### Challenge
In the records below, locate the line containing "Expected behaviour: for every instance of the glass", then output that line and all later lines exactly, through the last one.

— Start Excerpted data —

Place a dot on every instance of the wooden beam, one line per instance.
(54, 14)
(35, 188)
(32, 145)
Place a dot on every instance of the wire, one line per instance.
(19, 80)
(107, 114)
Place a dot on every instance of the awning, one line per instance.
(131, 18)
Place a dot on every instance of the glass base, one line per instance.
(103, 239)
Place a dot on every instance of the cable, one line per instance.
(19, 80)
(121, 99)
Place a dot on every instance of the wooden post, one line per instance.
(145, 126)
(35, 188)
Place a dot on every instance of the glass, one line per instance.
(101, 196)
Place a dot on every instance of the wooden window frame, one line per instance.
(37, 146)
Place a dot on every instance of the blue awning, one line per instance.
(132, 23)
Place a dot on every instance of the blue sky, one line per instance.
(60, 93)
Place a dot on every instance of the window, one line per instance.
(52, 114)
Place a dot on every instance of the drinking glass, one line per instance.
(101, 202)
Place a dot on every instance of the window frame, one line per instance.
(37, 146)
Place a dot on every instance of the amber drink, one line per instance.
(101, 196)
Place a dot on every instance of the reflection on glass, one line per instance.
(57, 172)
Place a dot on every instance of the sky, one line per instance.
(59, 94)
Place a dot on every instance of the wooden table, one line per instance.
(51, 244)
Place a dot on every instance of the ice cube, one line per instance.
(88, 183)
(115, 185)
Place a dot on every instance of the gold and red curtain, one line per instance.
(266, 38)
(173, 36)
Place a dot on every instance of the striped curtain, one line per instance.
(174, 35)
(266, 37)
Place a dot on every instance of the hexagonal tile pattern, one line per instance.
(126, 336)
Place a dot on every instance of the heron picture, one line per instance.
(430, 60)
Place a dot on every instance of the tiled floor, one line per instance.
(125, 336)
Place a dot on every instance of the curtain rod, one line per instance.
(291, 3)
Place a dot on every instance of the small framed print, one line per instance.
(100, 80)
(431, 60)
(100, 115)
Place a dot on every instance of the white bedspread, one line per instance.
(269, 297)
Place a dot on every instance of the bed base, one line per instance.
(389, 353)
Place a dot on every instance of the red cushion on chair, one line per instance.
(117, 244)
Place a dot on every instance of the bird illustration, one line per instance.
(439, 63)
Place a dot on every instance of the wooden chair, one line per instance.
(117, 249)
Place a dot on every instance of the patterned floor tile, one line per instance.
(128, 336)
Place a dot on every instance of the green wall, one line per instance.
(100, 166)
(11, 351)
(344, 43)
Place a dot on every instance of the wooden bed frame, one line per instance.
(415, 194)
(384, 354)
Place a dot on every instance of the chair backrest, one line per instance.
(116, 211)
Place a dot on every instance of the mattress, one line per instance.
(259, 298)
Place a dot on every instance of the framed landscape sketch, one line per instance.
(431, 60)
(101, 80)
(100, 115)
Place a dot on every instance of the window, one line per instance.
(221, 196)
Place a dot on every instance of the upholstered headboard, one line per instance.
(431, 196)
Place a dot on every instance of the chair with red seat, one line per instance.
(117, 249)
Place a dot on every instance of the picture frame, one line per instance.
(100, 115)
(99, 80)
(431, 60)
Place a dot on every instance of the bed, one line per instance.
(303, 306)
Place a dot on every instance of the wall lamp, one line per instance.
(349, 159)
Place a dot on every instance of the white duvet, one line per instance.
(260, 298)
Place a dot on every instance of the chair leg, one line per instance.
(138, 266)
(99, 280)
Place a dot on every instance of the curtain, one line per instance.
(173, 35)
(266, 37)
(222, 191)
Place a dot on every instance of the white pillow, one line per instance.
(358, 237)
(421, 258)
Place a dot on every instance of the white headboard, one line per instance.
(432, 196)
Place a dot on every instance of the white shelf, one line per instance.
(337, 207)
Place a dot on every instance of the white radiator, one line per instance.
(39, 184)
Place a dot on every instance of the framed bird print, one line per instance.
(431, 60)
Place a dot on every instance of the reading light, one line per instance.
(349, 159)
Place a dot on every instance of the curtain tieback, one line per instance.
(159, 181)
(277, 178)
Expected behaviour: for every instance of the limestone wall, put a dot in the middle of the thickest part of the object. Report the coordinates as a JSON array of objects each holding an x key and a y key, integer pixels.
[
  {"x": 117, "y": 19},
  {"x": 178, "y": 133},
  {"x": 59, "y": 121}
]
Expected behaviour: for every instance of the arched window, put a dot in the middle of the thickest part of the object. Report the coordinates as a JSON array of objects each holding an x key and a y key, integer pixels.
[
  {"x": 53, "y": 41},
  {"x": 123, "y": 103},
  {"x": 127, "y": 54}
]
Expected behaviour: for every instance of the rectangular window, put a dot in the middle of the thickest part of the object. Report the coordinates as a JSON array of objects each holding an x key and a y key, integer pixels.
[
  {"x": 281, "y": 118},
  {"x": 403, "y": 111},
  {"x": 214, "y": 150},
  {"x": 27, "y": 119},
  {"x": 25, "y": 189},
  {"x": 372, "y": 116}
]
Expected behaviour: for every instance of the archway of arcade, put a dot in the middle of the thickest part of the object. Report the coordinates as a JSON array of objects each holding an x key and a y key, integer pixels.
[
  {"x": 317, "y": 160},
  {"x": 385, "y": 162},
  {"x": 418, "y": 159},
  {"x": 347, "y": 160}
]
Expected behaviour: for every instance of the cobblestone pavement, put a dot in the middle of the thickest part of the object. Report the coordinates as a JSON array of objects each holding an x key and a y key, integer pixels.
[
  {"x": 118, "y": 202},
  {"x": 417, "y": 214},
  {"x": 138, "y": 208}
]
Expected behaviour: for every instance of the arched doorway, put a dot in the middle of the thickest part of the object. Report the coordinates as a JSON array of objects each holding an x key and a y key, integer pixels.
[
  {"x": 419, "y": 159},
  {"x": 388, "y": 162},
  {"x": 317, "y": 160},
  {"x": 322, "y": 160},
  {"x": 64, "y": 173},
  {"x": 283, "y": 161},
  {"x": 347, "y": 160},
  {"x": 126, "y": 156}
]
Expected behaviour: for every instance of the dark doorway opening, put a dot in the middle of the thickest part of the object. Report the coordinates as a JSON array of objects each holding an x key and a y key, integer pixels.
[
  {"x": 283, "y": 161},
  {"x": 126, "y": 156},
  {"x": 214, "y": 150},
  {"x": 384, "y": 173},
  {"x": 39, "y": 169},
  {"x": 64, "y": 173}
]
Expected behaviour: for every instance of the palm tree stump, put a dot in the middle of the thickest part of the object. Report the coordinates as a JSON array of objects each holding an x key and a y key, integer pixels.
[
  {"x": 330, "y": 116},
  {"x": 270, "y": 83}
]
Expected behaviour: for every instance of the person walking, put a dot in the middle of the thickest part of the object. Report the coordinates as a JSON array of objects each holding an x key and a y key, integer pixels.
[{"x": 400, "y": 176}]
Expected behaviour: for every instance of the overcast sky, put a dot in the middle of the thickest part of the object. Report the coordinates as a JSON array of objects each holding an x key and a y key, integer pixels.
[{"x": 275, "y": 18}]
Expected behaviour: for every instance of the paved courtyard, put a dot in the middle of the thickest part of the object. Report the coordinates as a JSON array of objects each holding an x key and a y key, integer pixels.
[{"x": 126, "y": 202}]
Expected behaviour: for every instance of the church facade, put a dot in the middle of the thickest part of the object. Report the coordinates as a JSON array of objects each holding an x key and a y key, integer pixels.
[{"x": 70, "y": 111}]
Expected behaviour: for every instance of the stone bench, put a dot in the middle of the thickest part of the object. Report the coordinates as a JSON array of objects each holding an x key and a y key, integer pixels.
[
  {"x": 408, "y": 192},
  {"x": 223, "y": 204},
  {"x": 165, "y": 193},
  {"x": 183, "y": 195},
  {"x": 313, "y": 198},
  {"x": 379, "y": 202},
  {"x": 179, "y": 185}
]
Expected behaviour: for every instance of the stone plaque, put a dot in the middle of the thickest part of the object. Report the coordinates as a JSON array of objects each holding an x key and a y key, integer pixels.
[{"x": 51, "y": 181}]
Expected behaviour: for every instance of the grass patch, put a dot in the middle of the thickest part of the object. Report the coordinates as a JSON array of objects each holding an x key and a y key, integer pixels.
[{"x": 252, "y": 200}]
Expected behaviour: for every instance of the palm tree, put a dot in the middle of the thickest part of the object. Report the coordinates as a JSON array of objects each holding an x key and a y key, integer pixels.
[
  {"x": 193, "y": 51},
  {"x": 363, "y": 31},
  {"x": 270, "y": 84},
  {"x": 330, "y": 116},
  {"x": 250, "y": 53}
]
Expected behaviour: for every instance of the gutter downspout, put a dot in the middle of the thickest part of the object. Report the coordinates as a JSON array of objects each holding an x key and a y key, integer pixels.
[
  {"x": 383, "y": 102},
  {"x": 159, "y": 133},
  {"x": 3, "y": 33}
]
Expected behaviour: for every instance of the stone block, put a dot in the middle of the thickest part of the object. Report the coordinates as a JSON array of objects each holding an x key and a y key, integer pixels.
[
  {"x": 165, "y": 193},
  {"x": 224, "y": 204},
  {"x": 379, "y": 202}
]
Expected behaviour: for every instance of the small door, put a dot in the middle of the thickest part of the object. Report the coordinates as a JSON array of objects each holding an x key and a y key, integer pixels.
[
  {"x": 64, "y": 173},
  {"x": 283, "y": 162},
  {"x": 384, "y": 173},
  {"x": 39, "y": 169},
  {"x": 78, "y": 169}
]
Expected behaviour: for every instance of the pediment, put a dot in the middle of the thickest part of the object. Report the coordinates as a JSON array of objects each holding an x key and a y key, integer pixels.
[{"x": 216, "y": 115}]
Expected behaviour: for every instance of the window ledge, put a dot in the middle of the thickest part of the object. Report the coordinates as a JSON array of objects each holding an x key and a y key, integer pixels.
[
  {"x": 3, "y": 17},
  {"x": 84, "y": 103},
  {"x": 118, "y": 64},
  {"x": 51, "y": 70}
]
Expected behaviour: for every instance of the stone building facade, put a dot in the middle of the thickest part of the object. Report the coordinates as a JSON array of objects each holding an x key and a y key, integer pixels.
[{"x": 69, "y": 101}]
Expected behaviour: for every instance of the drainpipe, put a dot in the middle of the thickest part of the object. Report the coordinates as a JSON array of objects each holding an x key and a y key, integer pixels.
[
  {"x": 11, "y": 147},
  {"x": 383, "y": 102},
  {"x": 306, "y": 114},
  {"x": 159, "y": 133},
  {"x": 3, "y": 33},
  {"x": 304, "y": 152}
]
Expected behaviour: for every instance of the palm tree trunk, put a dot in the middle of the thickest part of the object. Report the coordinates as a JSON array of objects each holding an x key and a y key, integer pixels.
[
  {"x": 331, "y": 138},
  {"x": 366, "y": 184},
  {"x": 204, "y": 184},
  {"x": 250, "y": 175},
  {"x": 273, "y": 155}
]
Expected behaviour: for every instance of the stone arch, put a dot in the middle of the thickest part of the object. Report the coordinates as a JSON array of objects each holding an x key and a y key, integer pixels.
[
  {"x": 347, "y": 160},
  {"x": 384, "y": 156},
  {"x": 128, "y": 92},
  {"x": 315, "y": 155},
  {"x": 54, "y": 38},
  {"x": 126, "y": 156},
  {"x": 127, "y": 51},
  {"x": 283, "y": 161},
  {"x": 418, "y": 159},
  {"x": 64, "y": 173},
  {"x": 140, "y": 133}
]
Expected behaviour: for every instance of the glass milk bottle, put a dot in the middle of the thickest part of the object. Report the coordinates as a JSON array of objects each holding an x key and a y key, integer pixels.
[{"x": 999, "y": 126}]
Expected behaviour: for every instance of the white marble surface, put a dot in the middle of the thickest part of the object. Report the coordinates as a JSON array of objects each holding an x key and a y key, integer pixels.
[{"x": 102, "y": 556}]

— End Excerpted data —

### Result for this task
Expected behaviour: for every instance of the glass milk bottle, put a dot in the middle of the thickest part of the object. Report the coordinates as a JSON array of objects each holding an x key and a y key, integer pixels.
[{"x": 999, "y": 126}]
Expected behaviour: for every instance of the white marble surface, put a dot in the middle of the thickest part of the object. Report the coordinates as a JSON array of objects each holding an x key and a y key, integer pixels.
[{"x": 102, "y": 556}]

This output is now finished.